Labeled area outline entries:
######
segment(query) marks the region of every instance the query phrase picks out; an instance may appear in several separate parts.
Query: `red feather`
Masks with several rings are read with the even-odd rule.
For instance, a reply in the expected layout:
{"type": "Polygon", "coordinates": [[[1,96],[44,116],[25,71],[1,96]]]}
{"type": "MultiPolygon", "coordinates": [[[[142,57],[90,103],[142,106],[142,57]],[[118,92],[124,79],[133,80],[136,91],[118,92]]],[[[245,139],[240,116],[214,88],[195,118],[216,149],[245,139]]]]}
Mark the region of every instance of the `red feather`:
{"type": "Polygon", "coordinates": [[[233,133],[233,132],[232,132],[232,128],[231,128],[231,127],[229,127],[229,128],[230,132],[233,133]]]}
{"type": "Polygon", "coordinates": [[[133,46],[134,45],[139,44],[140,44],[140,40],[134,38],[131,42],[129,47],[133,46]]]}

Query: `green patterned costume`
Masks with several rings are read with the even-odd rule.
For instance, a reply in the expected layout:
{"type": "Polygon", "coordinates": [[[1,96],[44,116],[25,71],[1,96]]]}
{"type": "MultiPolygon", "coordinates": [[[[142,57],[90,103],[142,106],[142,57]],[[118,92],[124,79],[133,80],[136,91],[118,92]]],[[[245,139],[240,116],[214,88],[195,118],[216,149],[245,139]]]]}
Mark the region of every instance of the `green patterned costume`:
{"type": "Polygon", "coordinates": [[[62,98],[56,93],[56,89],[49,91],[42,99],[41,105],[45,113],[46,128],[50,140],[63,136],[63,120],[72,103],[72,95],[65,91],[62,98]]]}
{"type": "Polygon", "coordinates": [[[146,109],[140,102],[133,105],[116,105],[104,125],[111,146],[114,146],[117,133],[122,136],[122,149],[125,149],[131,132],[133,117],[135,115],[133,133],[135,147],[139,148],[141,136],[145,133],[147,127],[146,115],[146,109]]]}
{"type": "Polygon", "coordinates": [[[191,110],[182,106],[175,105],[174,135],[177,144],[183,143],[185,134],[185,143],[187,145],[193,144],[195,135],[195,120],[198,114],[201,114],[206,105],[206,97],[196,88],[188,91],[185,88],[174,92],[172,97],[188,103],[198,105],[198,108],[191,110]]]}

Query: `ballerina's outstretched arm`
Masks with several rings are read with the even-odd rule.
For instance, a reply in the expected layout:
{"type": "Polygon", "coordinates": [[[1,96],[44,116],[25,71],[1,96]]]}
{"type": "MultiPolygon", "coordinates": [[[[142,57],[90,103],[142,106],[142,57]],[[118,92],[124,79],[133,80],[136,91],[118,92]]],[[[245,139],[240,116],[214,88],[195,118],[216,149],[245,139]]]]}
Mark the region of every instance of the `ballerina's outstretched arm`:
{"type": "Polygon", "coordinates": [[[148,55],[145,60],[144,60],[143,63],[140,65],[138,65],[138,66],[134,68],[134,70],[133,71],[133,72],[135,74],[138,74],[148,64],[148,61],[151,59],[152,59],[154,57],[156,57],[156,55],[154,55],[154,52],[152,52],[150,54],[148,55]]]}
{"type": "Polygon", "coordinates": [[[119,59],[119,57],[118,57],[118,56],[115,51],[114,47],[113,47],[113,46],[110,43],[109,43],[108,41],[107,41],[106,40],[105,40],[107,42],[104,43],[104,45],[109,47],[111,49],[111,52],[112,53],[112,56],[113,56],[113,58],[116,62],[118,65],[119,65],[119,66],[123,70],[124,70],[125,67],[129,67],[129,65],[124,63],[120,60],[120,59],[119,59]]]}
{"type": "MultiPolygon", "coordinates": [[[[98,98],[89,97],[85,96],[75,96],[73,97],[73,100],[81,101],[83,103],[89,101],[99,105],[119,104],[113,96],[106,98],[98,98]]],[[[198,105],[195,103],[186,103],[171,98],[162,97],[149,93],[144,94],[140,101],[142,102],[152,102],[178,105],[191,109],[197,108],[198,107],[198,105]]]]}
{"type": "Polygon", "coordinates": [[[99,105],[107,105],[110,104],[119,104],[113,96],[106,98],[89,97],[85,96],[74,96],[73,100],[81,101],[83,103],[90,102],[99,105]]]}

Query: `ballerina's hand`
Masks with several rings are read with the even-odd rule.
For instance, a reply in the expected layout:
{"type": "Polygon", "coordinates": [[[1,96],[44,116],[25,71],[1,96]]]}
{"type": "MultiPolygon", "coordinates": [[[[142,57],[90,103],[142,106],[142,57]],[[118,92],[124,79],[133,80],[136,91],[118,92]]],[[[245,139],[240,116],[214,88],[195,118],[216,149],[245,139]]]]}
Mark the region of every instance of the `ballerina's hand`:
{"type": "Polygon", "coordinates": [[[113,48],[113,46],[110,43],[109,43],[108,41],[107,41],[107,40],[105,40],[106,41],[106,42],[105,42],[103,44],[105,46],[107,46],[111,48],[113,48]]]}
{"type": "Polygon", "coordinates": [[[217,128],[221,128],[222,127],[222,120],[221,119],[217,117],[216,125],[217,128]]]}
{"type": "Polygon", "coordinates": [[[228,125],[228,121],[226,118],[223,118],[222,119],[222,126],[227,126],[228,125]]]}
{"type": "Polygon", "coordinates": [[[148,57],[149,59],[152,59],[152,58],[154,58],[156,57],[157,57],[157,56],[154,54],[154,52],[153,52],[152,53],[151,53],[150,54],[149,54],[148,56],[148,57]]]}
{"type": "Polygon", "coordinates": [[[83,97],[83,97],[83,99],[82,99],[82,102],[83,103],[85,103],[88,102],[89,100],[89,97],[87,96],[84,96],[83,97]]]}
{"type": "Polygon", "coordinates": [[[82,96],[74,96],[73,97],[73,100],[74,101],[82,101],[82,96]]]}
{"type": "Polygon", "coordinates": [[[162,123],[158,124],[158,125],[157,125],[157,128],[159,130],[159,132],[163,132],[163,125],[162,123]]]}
######
WHAT TO WORK ON — Find every line in the data above that contains the string "ballerina" and copy those lines. Matching is case-sensitive.

FINAL ANSWER —
Query: `ballerina's outstretched arm`
Mark the region of every instance of the `ballerina's outstretched arm`:
Query: `ballerina's hand`
Mark the region of every instance of the `ballerina's hand`:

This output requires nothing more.